| WORK ORDER 1 |
Reproduce a passage from the excerpt on animal spirits word for word. Begin at the words "What is the" and stop after "2009, p 167).".
| WORK ORDER 2 |
In one to three sentences, explain why, according to the quotation in the excerpt on animal spirits, it matters that conventional economic theories leave out the factors it lists.

| EXCERPT TO READ |
It is not fair to portray Adam Smith as promoting an “ideology about human nature ... with a jen ratio trending toward zero”.

Monday, April 13, 2009

What is the role of animal spirits in the political sphere in producing economic crises?

“Conventional economic theories exclude the changing thought patterns and modes of doing business that bring on a crisis. They even exclude the loss of trust and confidence. They exclude the sense of fairness that inhibits the wage and price flexibility that could possibly stabilize an economy. They exclude the role of corruption and the sale of bad products in booms, and the role of their revelation when the bubbles burst. They also exclude the role of stories that interpret the economy. All of these exclusions from conventional explanations of how the economy behaves were responsible for the suspension of disbelief that led up to the current crisis” (George Akerlof and Robert Shiller, “Animal Spirits”, 2009, p 167).

Extracted records
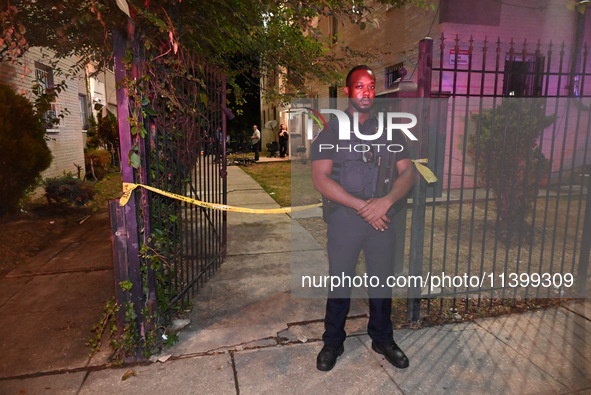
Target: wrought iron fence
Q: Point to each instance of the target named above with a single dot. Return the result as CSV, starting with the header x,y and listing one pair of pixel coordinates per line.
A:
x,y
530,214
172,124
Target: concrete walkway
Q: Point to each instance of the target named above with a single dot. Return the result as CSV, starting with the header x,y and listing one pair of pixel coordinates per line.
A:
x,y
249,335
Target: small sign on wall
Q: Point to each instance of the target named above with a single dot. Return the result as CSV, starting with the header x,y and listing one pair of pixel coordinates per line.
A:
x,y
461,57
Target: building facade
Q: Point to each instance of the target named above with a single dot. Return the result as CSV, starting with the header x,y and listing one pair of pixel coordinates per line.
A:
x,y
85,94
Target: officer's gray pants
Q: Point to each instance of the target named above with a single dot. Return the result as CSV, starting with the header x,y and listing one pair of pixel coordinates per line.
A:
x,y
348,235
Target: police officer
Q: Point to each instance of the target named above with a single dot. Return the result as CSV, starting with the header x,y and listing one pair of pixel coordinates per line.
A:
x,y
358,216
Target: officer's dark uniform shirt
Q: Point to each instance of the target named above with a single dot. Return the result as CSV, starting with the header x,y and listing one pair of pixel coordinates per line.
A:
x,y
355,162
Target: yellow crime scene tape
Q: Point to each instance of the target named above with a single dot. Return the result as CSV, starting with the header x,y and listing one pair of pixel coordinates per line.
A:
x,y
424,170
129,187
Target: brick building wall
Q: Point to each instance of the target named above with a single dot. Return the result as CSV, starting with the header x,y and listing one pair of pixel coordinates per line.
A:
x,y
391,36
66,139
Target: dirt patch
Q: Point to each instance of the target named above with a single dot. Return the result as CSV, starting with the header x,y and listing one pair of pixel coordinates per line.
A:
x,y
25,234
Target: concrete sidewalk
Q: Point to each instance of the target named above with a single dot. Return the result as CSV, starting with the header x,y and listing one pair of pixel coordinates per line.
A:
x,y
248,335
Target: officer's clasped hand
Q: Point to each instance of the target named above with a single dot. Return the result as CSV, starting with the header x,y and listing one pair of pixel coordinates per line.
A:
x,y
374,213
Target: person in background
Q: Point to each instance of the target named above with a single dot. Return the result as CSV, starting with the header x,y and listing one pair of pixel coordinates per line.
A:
...
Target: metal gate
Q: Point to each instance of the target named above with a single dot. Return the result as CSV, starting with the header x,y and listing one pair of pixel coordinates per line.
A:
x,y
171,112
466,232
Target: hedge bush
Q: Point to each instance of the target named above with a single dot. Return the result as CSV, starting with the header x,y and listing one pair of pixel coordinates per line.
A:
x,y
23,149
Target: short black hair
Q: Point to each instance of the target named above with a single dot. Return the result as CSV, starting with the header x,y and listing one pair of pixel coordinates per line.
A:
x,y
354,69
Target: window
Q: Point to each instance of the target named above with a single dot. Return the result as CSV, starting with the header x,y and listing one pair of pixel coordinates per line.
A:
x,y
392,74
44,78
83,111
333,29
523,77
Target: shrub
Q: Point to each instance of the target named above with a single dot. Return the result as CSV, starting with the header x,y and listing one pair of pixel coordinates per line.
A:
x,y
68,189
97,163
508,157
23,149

| FINAL ANSWER 1 |
What is the role of animal spirits in the political sphere in producing economic crises?

“Conventional economic theories exclude the changing thought patterns and modes of doing business that bring on a crisis. They even exclude the loss of trust and confidence. They exclude the sense of fairness that inhibits the wage and price flexibility that could possibly stabilize an economy. They exclude the role of corruption and the sale of bad products in booms, and the role of their revelation when the bubbles burst. They also exclude the role of stories that interpret the economy. All of these exclusions from conventional explanations of how the economy behaves were responsible for the suspension of disbelief that led up to the current crisis” (George Akerlof and Robert Shiller, “Animal Spirits”, 2009, p 167).

| FINAL ANSWER 2 |
The quotation says that all of these exclusions from conventional explanations of how the economy behaves were responsible for the suspension of disbelief that led up to the current crisis. Leaving out factors such as the loss of trust and confidence, corruption, and the stories that interpret the economy therefore helped bring on the crisis.